Texto de lectura:
%%
Hacia la recuperación de la economía

Migración

La propensión natural es culpar a otros de nuestros problemas. Y, en estos momentos, resulta inevitable no hacerlo. El estancamiento de la economía mundial nos ha afectado de manera directa, dejándonos, aparentemente, poco margen de maniobra. Esta parece ser, al menos, la percepción de nuestros políticos que actúan como si las soluciones estuvieran fuera del alcance de sus manos. Sólo así se explica que, justo cuando deberíamos comenzar a prepararnos para una etapa de extrema competencia comercial a nivel internacional, nos quedemos paralizados, confiando, una vez más, en que el rescate vendrá como producto de algún milagro. Lo peor de todo es que no hemos podido aprovechar las oportunidades “milagrosas” que se nos han presentado con anterioridad. En estos momentos corremos el riesgo de repetirlo una vez más.

La desaceleración y virtual recesión de la economía internacional es un hecho, así como también lo es el enorme impacto que esa circunstancia ha tenido sobre la economía mexicana. Se trata de la primera recesión internacional importante que enfrenta la economía mexicana desde que se comenzó a modificar la estrategia de crecimiento hace casi dos décadas, y constituye una llamada de atención sobre las vicisitudes por las que puede atravesar una economía más abierta como lo es la nuestra en la actualidad. Hasta mediados de los ochenta, la economía mexicana se caracterizaba por ser extraordinariamente cerrada y protegida; en ese contexto, las recesiones eran todas producto de nuestras propias circunstancias: el ciclo económico normal o los errores en el manejo de la política económica. Todo esto ha cambiado. Así como la economía logró salir de la crisis de 1994 de una manera vertiginosa gracias al dinamismo de le economía internacional y, sobre todo, de la norteamericana, ahora estamos viviendo el otro lado de la misma moneda: la recesión internacional también es una recesión nuestra.
%%
Elementos listados en un conjunto de datos:
%%
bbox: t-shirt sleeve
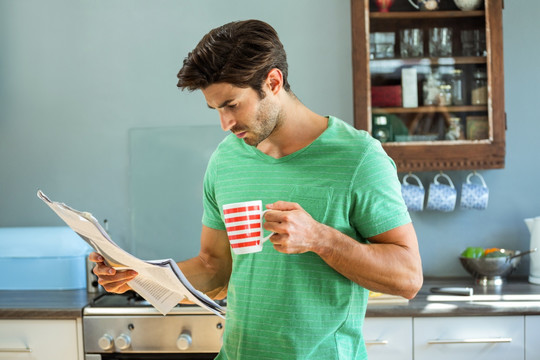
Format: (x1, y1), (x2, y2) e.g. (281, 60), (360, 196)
(351, 140), (411, 238)
(202, 153), (225, 230)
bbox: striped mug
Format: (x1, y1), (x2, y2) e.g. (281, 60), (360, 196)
(223, 200), (274, 255)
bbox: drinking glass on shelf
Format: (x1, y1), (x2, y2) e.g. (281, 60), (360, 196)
(373, 32), (396, 59)
(429, 27), (452, 57)
(460, 30), (475, 56)
(400, 29), (424, 58)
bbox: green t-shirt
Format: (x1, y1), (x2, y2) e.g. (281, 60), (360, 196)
(203, 117), (410, 360)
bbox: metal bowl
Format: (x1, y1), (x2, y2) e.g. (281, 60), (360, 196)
(459, 249), (521, 285)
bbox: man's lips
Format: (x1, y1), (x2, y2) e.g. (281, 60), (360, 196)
(234, 131), (247, 139)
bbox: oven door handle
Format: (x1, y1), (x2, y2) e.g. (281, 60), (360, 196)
(0, 347), (32, 354)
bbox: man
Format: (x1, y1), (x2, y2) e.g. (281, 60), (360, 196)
(91, 20), (422, 360)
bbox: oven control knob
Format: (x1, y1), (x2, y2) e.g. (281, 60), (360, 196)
(98, 334), (113, 350)
(114, 334), (131, 350)
(176, 332), (192, 350)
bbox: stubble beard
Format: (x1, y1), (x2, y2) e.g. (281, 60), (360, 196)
(240, 98), (282, 147)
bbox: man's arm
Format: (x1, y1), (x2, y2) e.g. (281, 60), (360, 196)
(178, 225), (232, 299)
(264, 201), (423, 299)
(89, 226), (232, 298)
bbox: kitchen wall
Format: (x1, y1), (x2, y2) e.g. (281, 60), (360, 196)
(0, 0), (540, 276)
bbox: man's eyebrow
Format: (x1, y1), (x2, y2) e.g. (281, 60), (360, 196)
(206, 99), (233, 109)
%%
Ejercicios propuestos:
1. Extrae del texto sobre la economía mexicana el fragmento que va de "Hacia la recuperación" a "una vez más.", ambos incluidos.
2. Reproduce sin cambios las líneas de los registros comprendidas entre la que contiene "bbox: man's lips" y la que contiene "(91, 20), (422, 360)", ambas incluidas.
El texto y los registros son materiales independientes entre sí.

Respuestas por ejercicio:
1.
Hacia la recuperación de la economía

Migración

La propensión natural es culpar a otros de nuestros problemas. Y, en estos momentos, resulta inevitable no hacerlo. El estancamiento de la economía mundial nos ha afectado de manera directa, dejándonos, aparentemente, poco margen de maniobra. Esta parece ser, al menos, la percepción de nuestros políticos que actúan como si las soluciones estuvieran fuera del alcance de sus manos. Sólo así se explica que, justo cuando deberíamos comenzar a prepararnos para una etapa de extrema competencia comercial a nivel internacional, nos quedemos paralizados, confiando, una vez más, en que el rescate vendrá como producto de algún milagro. Lo peor de todo es que no hemos podido aprovechar las oportunidades “milagrosas” que se nos han presentado con anterioridad. En estos momentos corremos el riesgo de repetirlo una vez más.

2.
bbox: man's lips
Format: (x1, y1), (x2, y2) e.g. (281, 60), (360, 196)
(234, 131), (247, 139)
bbox: oven door handle
Format: (x1, y1), (x2, y2) e.g. (281, 60), (360, 196)
(0, 347), (32, 354)
bbox: man
Format: (x1, y1), (x2, y2) e.g. (281, 60), (360, 196)
(91, 20), (422, 360)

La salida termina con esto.